His conviction stems from a truly bizarre accusation that he embezzled around $500,000 out of a timber company in Kirov, an industrial town hundred of miles northeast of Moscow, and all signs indicate that the conviction is politically motivated to remove Navalny as a Putin critic whose following is growing — and his conviction is likely to only enhance his attraction.

Navalny now faces five years in Russian prison far away from Moscow, where Navalny was running to contest the mayoral election on September 8, an election that’s now even more likely to be won by incumbent Sergei Sobyanin, a Putin ally who took power after former mayor Yuri Luzhkov was pushed out of office by then-president Dmitry Medvedev in 2010.  The election’s sudden timing effectively prohibited prominent billionaire Mikhail Prokhorov from arranging his complex international finances in order to contest the race, leaving Navalny as the leading prominent challenger.

TASKS ::
1. Please reproduce, word for word, the passage on Navalny's conviction from "Navalny now faces" to "leading prominent challenger.".
2. Answer these from the passage on Navalny's conviction:
(a) About how much money was Navalny accused of embezzling?
(b) On what date is the Moscow mayoral election set?
(c) Who pushed Yuri Luzhkov out of the mayor's office?
3. Pick up the passage on Navalny's conviction after its final sentence and keep writing.
The listing after this point comes from a different source.

RECORDS ::
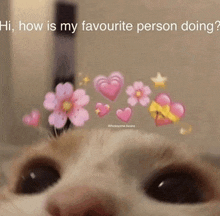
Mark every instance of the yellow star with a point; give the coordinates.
(159, 81)
(86, 80)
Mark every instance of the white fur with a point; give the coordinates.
(117, 163)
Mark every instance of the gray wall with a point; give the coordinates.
(6, 112)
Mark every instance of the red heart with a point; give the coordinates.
(103, 109)
(110, 86)
(124, 115)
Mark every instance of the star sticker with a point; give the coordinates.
(159, 81)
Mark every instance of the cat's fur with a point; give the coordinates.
(109, 169)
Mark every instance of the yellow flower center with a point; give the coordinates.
(67, 106)
(138, 94)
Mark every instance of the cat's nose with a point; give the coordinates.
(80, 201)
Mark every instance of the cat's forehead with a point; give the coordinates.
(106, 142)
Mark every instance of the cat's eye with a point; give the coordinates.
(175, 187)
(37, 179)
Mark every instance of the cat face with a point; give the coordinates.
(123, 173)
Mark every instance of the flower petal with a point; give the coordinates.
(79, 93)
(84, 100)
(146, 90)
(144, 101)
(64, 91)
(50, 101)
(130, 90)
(132, 101)
(79, 116)
(57, 119)
(138, 85)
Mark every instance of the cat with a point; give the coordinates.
(110, 173)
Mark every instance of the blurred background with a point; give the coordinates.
(33, 61)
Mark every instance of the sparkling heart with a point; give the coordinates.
(110, 86)
(175, 108)
(124, 115)
(102, 109)
(32, 119)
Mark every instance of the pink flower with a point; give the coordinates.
(138, 93)
(66, 103)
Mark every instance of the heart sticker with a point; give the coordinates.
(32, 119)
(124, 115)
(164, 111)
(110, 86)
(102, 109)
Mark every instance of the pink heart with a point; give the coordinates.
(50, 101)
(103, 109)
(175, 108)
(32, 119)
(110, 86)
(125, 114)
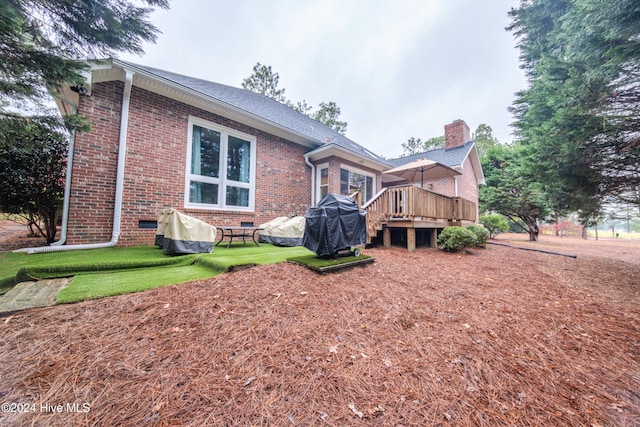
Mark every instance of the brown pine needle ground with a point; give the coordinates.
(494, 336)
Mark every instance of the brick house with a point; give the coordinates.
(222, 154)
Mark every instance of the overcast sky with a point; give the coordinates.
(396, 68)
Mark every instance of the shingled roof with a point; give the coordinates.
(261, 106)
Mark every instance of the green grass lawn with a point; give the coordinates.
(113, 271)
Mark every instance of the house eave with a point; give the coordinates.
(329, 150)
(145, 80)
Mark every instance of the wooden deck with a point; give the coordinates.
(410, 208)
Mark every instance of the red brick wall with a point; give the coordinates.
(468, 185)
(155, 168)
(456, 134)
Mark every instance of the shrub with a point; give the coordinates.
(482, 234)
(454, 239)
(495, 224)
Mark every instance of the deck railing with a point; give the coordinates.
(413, 203)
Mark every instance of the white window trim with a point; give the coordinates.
(361, 172)
(222, 180)
(318, 179)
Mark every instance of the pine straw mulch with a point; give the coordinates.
(494, 336)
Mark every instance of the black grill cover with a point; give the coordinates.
(334, 225)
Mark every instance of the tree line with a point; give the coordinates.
(577, 124)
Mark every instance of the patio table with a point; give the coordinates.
(238, 232)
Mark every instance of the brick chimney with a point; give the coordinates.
(456, 134)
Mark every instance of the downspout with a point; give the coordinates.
(117, 208)
(313, 178)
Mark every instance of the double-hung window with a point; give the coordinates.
(220, 168)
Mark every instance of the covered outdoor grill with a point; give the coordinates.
(335, 224)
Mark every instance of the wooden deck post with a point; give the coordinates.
(386, 237)
(411, 239)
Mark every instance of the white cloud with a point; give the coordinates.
(395, 68)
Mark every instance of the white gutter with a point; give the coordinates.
(313, 178)
(117, 208)
(67, 184)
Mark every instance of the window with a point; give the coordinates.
(220, 167)
(352, 181)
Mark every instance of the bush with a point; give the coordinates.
(454, 239)
(482, 234)
(495, 224)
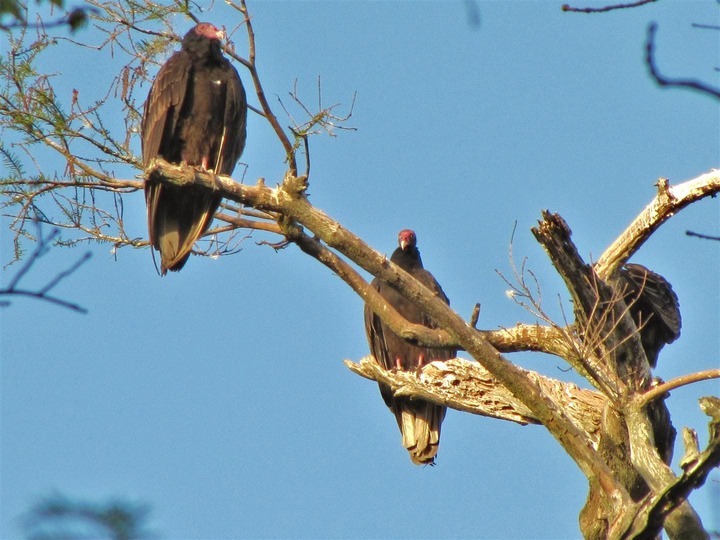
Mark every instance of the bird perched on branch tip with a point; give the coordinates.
(195, 113)
(419, 420)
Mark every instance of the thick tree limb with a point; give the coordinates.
(668, 202)
(469, 387)
(658, 510)
(289, 201)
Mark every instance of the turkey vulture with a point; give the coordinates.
(653, 306)
(195, 113)
(419, 420)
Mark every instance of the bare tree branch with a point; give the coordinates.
(612, 7)
(42, 248)
(665, 81)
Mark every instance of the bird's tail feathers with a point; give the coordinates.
(420, 422)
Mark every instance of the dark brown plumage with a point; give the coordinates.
(195, 113)
(419, 421)
(653, 306)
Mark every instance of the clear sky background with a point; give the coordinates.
(218, 395)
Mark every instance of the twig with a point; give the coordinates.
(667, 82)
(661, 389)
(42, 249)
(566, 7)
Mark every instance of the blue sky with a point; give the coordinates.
(218, 395)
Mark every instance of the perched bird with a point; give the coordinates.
(419, 421)
(195, 114)
(653, 306)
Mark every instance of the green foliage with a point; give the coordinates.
(13, 14)
(59, 517)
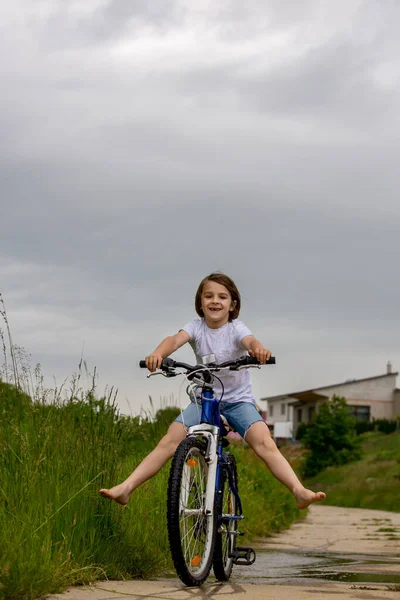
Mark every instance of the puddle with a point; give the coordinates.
(300, 568)
(282, 567)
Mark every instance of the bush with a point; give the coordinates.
(385, 425)
(331, 438)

ANSWERS GIVEN ::
1.
Navalny now faces five years in Russian prison far away from Moscow, where Navalny was running to contest the mayoral election on September 8, an election that’s now even more likely to be won by incumbent Sergei Sobyanin, a Putin ally who took power after former mayor Yuri Luzhkov was pushed out of office by then-president Dmitry Medvedev in 2010.  The election’s sudden timing effectively prohibited prominent billionaire Mikhail Prokhorov from arranging his complex international finances in order to contest the race, leaving Navalny as the leading prominent challenger.

2.
(a) Around $500,000.
(b) September 8.
(c) Then-president Dmitry Medvedev, in 2010.

3.
Prokhorov, who owns the New Jersey Nets, and who waged a presidential campaign in March 2012, has shown that his opposition is a much more delicate dance with the Kremlin than Navalny, who led full-throated protests in Moscow protesting the presidential vote and credible allegations of fraud in the December 2011 elections to the ду́ма (Duma), Russia’s lower legislative chamber.  In contrast to Navalny’s sledgehammer opposition, Prokhorov has been more hesitant to cross Putin and Putin’s allies, and it was even speculated last year that Prokhorov’s opposition was entirely manufactured by Putin’s allies.  That’s probably not true — after all, Prokhorov, as a good businessman, has much more to lose from a full-throated attack on the Kremlin than Navalny — and he’s forged links with other credible opposition figures like former Russian finance minister Alexei Kudrin.

Navalny had become such a radioactive political figure in recent days that Prokhorov even refused to back Navalny in the Moscow mayoral race, instead endorsing Sergey Troitsky, the lead singer of a Russian heavy metal band, ‘Corrossive Metal,’ and who is most well-known by his stage name, Pauk, which means ‘spider’ in Russian.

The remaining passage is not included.